— Task details —
Write down the listing again exactly as it appears below, without its pictures.

— Records shown —

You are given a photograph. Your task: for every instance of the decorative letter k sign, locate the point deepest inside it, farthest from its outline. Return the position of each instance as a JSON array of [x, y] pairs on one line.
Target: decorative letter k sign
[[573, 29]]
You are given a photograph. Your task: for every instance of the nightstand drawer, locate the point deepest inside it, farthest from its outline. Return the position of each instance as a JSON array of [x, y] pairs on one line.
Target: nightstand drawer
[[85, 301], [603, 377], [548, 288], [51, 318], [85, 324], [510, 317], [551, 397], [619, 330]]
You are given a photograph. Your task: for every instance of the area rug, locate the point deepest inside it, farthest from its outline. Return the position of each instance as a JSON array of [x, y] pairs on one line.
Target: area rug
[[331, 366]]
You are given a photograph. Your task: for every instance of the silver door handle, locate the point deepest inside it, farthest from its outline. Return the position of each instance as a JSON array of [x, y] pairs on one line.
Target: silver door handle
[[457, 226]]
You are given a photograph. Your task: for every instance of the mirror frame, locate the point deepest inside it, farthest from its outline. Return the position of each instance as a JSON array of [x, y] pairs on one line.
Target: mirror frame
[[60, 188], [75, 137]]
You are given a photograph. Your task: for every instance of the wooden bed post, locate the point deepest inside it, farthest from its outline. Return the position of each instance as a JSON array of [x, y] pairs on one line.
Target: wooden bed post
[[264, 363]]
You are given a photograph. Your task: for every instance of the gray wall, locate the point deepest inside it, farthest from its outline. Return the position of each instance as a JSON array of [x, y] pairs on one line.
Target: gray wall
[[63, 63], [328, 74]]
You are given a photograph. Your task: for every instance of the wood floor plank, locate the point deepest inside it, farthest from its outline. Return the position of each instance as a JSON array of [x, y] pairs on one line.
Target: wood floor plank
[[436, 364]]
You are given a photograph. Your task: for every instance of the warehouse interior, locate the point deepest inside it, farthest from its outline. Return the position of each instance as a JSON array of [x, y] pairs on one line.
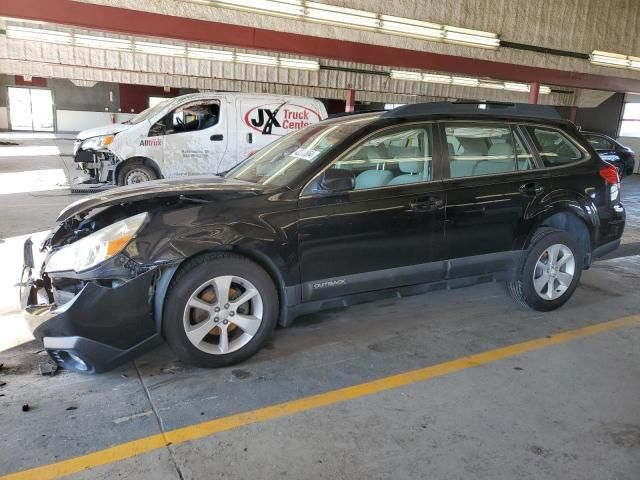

— Answer —
You are given a photograph. Your task: for every instance of the decorative letter k sign, locate the point deepest inside it, farthest from its outline. Return the position of each instance as a JSON array of [x, y] pairs on one line.
Target: decorative letter k sign
[[573, 29]]
You are given a photograph. Your task: for every instance of the nightstand drawer, locate the point deepest inside it, farthest from its outline. Return the position of each instance as a JSON array of [x, y] pairs on one line.
Target: nightstand drawer
[[85, 301], [603, 377], [548, 288], [51, 318], [85, 324], [510, 317], [551, 397], [619, 330]]
You are given a photograph. Your task: for every instance of the area rug, locate the point deepest inside it, farthest from its outline. Return the position of each instance as a JSON array of [x, y] pairs on one line.
Target: area rug
[[331, 366]]
You are given a photograph. Your task: for every instance of the silver door handle, locate the point deepest inside it, farthest from its outline. Return the position of each instance as a JSON array of [x, y] pairs on one line.
Target: silver door handle
[[457, 226]]
You are given a photograph. Your task: for every instance of the mirror frame, locate the point deepest inside it, farthest from its outline. Return the position of each instance as a JSON array of [x, y] pairs on one line.
Target: mirror frame
[[60, 188], [75, 137]]
You are given a photograph. Your task: for every instance of the wooden bed post, locate the point deepest inside it, farthest from its outline. Return the position of each instance as a JSON array of [x, y] pairs on one line.
Target: wooden bed post
[[264, 363]]
You are given a photograph. Your task: for every instance of the gray wall, locate the point deepest inside it, farthest from its outline. Return the position of each instance as a JSON array of [x, y] pairs on one line.
Target: gray wall
[[63, 63], [328, 74]]
You are given a photograph. Your task: for every instance of the wood floor plank, locate the point deepest inside it, farthest from its outline. Return the position of each instance as a JSON array of [x, y] pairs on one line.
Target: wood floor plank
[[436, 364]]
You are given a photograph. Your task: for every instance of the warehouse interior, locate the point deepest inside it, farthest from its outline. Return the position of each instance as a JSON array of [x, y] pairs on one line.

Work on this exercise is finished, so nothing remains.